*Données sources:*
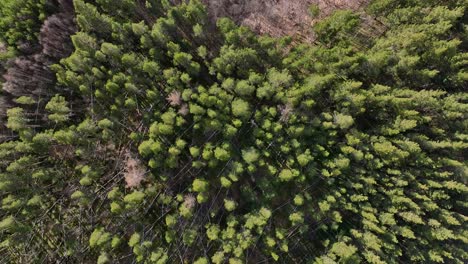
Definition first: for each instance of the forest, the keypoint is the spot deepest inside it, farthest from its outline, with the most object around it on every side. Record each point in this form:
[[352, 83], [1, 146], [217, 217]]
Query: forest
[[142, 131]]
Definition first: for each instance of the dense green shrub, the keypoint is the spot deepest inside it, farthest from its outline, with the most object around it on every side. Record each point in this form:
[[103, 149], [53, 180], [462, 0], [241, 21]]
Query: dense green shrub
[[205, 145]]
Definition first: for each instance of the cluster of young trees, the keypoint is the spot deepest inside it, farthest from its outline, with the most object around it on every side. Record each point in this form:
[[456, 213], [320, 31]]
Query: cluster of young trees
[[162, 138]]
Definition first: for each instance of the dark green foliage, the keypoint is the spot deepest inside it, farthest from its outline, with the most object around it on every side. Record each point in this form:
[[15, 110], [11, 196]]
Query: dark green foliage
[[190, 150]]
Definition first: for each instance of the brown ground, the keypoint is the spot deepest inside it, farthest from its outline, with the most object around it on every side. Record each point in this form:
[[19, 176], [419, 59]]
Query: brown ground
[[277, 17]]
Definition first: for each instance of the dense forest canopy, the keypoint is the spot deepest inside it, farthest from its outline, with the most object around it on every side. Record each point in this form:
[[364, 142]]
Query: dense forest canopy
[[142, 132]]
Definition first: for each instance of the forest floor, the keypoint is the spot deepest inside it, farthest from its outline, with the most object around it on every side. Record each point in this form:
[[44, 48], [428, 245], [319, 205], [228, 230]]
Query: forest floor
[[278, 17]]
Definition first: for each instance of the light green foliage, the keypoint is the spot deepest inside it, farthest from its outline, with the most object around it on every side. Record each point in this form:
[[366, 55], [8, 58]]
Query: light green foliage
[[58, 108], [178, 141]]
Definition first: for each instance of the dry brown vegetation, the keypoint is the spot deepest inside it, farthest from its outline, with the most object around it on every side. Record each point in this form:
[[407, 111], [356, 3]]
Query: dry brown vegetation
[[278, 17]]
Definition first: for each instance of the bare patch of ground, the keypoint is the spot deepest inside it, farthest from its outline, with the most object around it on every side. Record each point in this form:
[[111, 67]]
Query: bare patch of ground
[[278, 17]]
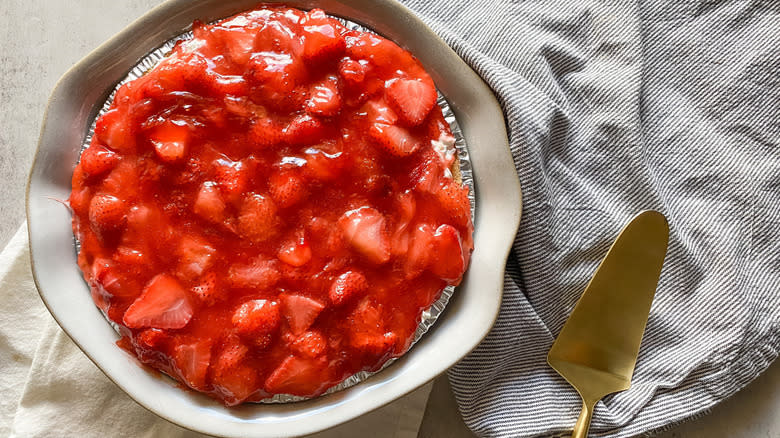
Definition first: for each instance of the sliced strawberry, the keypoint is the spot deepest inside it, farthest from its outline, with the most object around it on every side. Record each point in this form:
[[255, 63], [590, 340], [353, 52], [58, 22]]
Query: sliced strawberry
[[97, 160], [257, 219], [421, 246], [300, 311], [366, 317], [454, 202], [266, 132], [195, 257], [287, 188], [374, 344], [309, 345], [276, 73], [377, 111], [231, 177], [324, 166], [107, 214], [151, 339], [112, 130], [295, 252], [428, 176], [353, 72], [260, 274], [79, 199], [192, 362], [304, 129], [324, 98], [110, 282], [298, 376], [256, 319], [163, 304], [364, 228], [129, 256], [395, 140], [240, 44], [209, 204], [233, 379], [413, 99], [207, 289], [170, 141], [448, 260], [346, 287], [322, 39]]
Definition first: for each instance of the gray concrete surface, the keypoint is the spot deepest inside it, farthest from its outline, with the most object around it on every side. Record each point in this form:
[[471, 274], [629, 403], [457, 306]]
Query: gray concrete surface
[[40, 39]]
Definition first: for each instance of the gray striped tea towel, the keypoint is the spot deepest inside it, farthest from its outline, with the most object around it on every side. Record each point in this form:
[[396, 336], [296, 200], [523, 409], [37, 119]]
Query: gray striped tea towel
[[614, 107]]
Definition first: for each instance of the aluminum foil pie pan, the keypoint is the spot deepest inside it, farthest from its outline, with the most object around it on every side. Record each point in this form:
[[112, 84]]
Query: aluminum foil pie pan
[[430, 315]]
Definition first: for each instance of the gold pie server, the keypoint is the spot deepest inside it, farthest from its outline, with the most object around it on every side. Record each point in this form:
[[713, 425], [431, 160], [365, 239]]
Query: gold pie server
[[598, 346]]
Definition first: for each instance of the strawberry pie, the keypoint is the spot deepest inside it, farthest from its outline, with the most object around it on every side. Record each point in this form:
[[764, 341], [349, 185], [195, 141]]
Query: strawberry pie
[[272, 207]]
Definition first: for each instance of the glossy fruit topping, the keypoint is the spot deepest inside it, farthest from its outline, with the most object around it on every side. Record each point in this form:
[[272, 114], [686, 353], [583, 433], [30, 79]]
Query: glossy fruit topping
[[272, 207]]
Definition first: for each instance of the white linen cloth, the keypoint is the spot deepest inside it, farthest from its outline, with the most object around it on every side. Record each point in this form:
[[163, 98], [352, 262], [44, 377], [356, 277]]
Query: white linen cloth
[[51, 389], [612, 107]]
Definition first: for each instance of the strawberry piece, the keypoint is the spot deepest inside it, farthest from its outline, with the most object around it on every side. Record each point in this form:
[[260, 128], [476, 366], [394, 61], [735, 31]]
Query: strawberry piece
[[300, 311], [107, 214], [163, 304], [195, 257], [110, 282], [257, 219], [419, 253], [240, 44], [298, 376], [97, 160], [413, 99], [277, 73], [256, 319], [428, 176], [374, 344], [295, 253], [209, 204], [364, 228], [406, 207], [287, 188], [260, 274], [323, 166], [112, 130], [448, 260], [377, 111], [304, 129], [192, 362], [150, 339], [454, 201], [79, 199], [265, 132], [170, 141], [346, 287], [309, 345], [207, 289], [322, 39], [353, 72], [395, 140], [231, 177], [324, 98], [234, 380]]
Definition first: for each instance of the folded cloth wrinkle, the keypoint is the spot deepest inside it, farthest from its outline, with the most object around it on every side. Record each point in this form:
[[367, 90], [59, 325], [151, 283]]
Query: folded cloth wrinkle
[[613, 107], [52, 389]]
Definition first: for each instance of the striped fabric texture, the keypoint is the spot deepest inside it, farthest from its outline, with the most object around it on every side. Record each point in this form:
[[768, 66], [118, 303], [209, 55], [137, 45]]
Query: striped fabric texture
[[614, 107]]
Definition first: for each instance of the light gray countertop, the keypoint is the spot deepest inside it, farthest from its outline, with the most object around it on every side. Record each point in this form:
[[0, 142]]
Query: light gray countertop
[[41, 39]]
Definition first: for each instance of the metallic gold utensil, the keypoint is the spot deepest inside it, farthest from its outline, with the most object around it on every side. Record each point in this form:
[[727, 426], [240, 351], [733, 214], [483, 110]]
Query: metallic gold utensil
[[597, 348]]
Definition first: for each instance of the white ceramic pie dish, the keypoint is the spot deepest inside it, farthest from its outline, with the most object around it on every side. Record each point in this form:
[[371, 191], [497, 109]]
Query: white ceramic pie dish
[[469, 316]]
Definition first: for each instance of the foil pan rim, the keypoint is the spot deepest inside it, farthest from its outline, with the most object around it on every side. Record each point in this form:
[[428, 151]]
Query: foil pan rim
[[428, 316]]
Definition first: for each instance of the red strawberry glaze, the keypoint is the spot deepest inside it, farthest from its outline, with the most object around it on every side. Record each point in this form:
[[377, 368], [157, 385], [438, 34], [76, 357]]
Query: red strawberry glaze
[[271, 208]]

*Consigne:*
Mettez sous forme de tableau Markdown les lignes de tous les items ci-dessus, avec une colonne « N° » pour le numéro de ligne et une colonne « Contenu » pour la ligne elle-même. Ignorez les lignes vides et n'incluez pas les images dans la réponse.

*Résultat final:*
| N° | Contenu |
|---|---|
| 1 | Definition first: for each instance of the forest, the keypoint is the spot deepest inside it, farthest from its outline, with the most object around it on every side. Record each point in this form: |
| 2 | [[352, 83], [1, 146], [217, 217]] |
| 3 | Query: forest |
| 4 | [[142, 131]] |
| 5 | Definition first: for each instance of the dense green shrub, the keypoint is the spot deepest inside it, farthest from its outline, with the most object around it on every side. Record each point in this form: |
| 6 | [[103, 149], [53, 180], [462, 0], [241, 21]] |
| 7 | Query: dense green shrub |
| 8 | [[205, 145]] |
| 9 | Definition first: for each instance of the cluster of young trees, the keypoint is the spot deepest inside it, farthest from its outline, with the most object around it on every side. Record each point in this form: |
| 10 | [[456, 213], [320, 31]] |
| 11 | Query: cluster of young trees |
| 12 | [[162, 138]] |
| 13 | Definition first: for each instance of the dark green foliage, the keypoint is the spot deepest inside it, farthest from its outline, with the most object around it on every side. Record each point in this form: |
| 14 | [[15, 110], [11, 196]] |
| 15 | Query: dark green foliage |
| 16 | [[190, 150]] |
| 17 | Definition first: for each instance of the brown ground, the keypoint is the spot deepest inside it, farthest from its outline, with the most object around it on every side. Record each point in this form: |
| 18 | [[19, 176], [419, 59]] |
| 19 | Query: brown ground |
| 20 | [[277, 17]] |
| 21 | Definition first: for each instance of the dense forest canopy, the keypoint is the spot deepest inside it, farthest from its outline, with the most object around it on every side. Record each point in this form: |
| 22 | [[364, 142]] |
| 23 | Query: dense forest canopy |
| 24 | [[142, 132]] |
| 25 | Definition first: for each instance of the forest floor, the keypoint is the spot deepest inside it, farthest from its outline, with the most object around it on every side. Record each point in this form: |
| 26 | [[44, 48], [428, 245], [319, 205], [228, 230]] |
| 27 | Query: forest floor |
| 28 | [[278, 17]] |
| 29 | Definition first: for each instance of the light green foliage, the keypoint is the spot deepest inside it, farthest from its outline, with the most object around it on every side. Record each point in this form: |
| 30 | [[366, 55], [8, 58]] |
| 31 | Query: light green foliage |
| 32 | [[58, 108], [178, 141]] |
| 33 | Definition first: for each instance of the dry brown vegetation, the keypoint is the spot deepest inside it, farthest from its outline, with the most object around it on every side. Record each point in this form: |
| 34 | [[407, 111], [356, 3]] |
| 35 | Query: dry brown vegetation |
| 36 | [[278, 17]] |
| 37 | Definition first: for each instance of the bare patch of ground, the keypoint is the spot deepest inside it, farthest from its outline, with the most object around it on every side. Record each point in this form: |
| 38 | [[111, 67]] |
| 39 | Query: bare patch of ground |
| 40 | [[278, 17]] |
| 41 | Definition first: for each instance of the sliced strawberry, the keypoint is the spot deepest inside it, farthest from its outline, with the most object around it on every side. Record each point in this form: |
| 42 | [[255, 63], [590, 340], [353, 52], [58, 22]] |
| 43 | Query: sliced strawberry |
| 44 | [[97, 160], [257, 219], [421, 246], [300, 311], [366, 317], [454, 202], [266, 132], [195, 257], [287, 188], [374, 344], [309, 345], [276, 73], [377, 111], [231, 177], [324, 166], [107, 214], [151, 339], [112, 130], [295, 252], [428, 176], [353, 72], [260, 274], [79, 199], [192, 362], [304, 129], [324, 98], [110, 282], [298, 376], [256, 319], [163, 304], [364, 228], [129, 256], [395, 140], [240, 44], [209, 204], [233, 379], [413, 99], [207, 289], [170, 141], [448, 260], [346, 287], [322, 39]] |
| 45 | Definition first: for each instance of the gray concrete surface, the keypoint is the spot deepest inside it, farthest from its outline, with the most object around it on every side. Record each point in this form: |
| 46 | [[471, 274], [629, 403], [457, 306]] |
| 47 | Query: gray concrete surface |
| 48 | [[40, 39]] |
| 49 | Definition first: for each instance of the gray striped tea towel, the keypoint is the spot deepest inside it, farthest from its outline, with the most object around it on every side. Record each point in this form: |
| 50 | [[396, 336], [296, 200], [523, 409], [37, 119]] |
| 51 | Query: gray striped tea towel |
| 52 | [[614, 107]] |
| 53 | Definition first: for each instance of the aluminum foil pie pan, the keypoint is the spot deepest inside it, farthest from its outline, with the most object around it on every side. Record each point in this form: |
| 54 | [[112, 84]] |
| 55 | Query: aluminum foil pie pan |
| 56 | [[430, 315]] |
| 57 | Definition first: for each instance of the gold pie server, the keypoint is the spot deepest inside it, farthest from its outline, with the most object around it on every side. Record each point in this form: |
| 58 | [[713, 425], [431, 160], [365, 239]] |
| 59 | Query: gold pie server |
| 60 | [[598, 346]] |
| 61 | Definition first: for each instance of the strawberry pie, the keypoint is the spot deepest inside it, farthest from its outline, with the most object around it on every side. Record each point in this form: |
| 62 | [[764, 341], [349, 185], [195, 141]] |
| 63 | Query: strawberry pie |
| 64 | [[272, 207]] |
| 65 | Definition first: for each instance of the glossy fruit topping, the keypoint is the spot deepest inside it, farthest from its outline, with the most object around it on every side. Record each point in this form: |
| 66 | [[272, 114], [686, 353], [583, 433], [30, 79]] |
| 67 | Query: glossy fruit topping |
| 68 | [[272, 207]] |
| 69 | Definition first: for each instance of the white linen cloth, the keypoint is the spot deepest inside it, farthest from its outline, with the most object around it on every side. Record each point in this form: |
| 70 | [[163, 98], [352, 262], [44, 377], [356, 277]] |
| 71 | Query: white linen cloth |
| 72 | [[51, 389], [612, 107]] |
| 73 | Definition first: for each instance of the strawberry piece, the keypoint is the spot deepest inside it, farthest from its outline, with the most object around it on every side. Record each point in this form: |
| 74 | [[260, 128], [476, 366], [394, 61], [735, 31]] |
| 75 | Query: strawberry piece |
| 76 | [[300, 311], [107, 214], [163, 304], [195, 257], [110, 282], [257, 219], [419, 253], [240, 44], [298, 376], [97, 160], [413, 99], [277, 73], [256, 319], [428, 176], [374, 344], [295, 253], [209, 204], [364, 228], [406, 207], [287, 188], [260, 274], [323, 166], [112, 130], [448, 260], [377, 111], [304, 129], [192, 362], [150, 339], [454, 201], [79, 199], [265, 132], [170, 141], [346, 287], [309, 345], [207, 289], [322, 39], [353, 72], [395, 140], [231, 177], [324, 98], [234, 380]] |
| 77 | Definition first: for each instance of the folded cloth wrinkle, the keypoint is the spot deepest inside it, farthest from its outline, with the most object around it on every side. Record each point in this form: |
| 78 | [[367, 90], [59, 325], [151, 283]] |
| 79 | Query: folded cloth wrinkle |
| 80 | [[613, 107], [52, 389]] |
| 81 | Definition first: for each instance of the striped fabric texture, the keypoint is the spot deepest inside it, farthest from its outline, with the most object around it on every side. Record each point in this form: |
| 82 | [[768, 66], [118, 303], [209, 55], [137, 45]] |
| 83 | Query: striped fabric texture |
| 84 | [[614, 107]] |
| 85 | Definition first: for each instance of the light gray countertop, the keypoint is the spot deepest inside it, farthest from its outline, with the most object around it on every side. Record each point in this form: |
| 86 | [[0, 142]] |
| 87 | Query: light gray countertop |
| 88 | [[41, 39]] |
| 89 | Definition first: for each instance of the metallic gold utensil, the keypoint is the spot deepest inside it, farthest from its outline, with the most object around it on every side. Record each point in this form: |
| 90 | [[727, 426], [240, 351], [733, 214], [483, 110]] |
| 91 | Query: metallic gold utensil |
| 92 | [[597, 348]] |
| 93 | Definition first: for each instance of the white ceramic pie dish, the keypoint is the spot deepest inside it, farthest from its outline, with the most object around it on every side. Record each point in this form: |
| 94 | [[371, 191], [497, 109]] |
| 95 | Query: white ceramic pie dish |
| 96 | [[469, 316]] |
| 97 | Definition first: for each instance of the foil pan rim, the keypoint is the spot deepest inside it, farthest from its outline, with the most object around it on every side. Record each point in this form: |
| 98 | [[428, 151]] |
| 99 | Query: foil pan rim |
| 100 | [[428, 316]] |
| 101 | Definition first: for each instance of the red strawberry glaze, the keypoint is the spot deepest inside it, farthest from its outline, with the most object around it on every side. Record each point in this form: |
| 102 | [[377, 368], [157, 385], [438, 34], [76, 357]] |
| 103 | Query: red strawberry glaze |
| 104 | [[271, 208]] |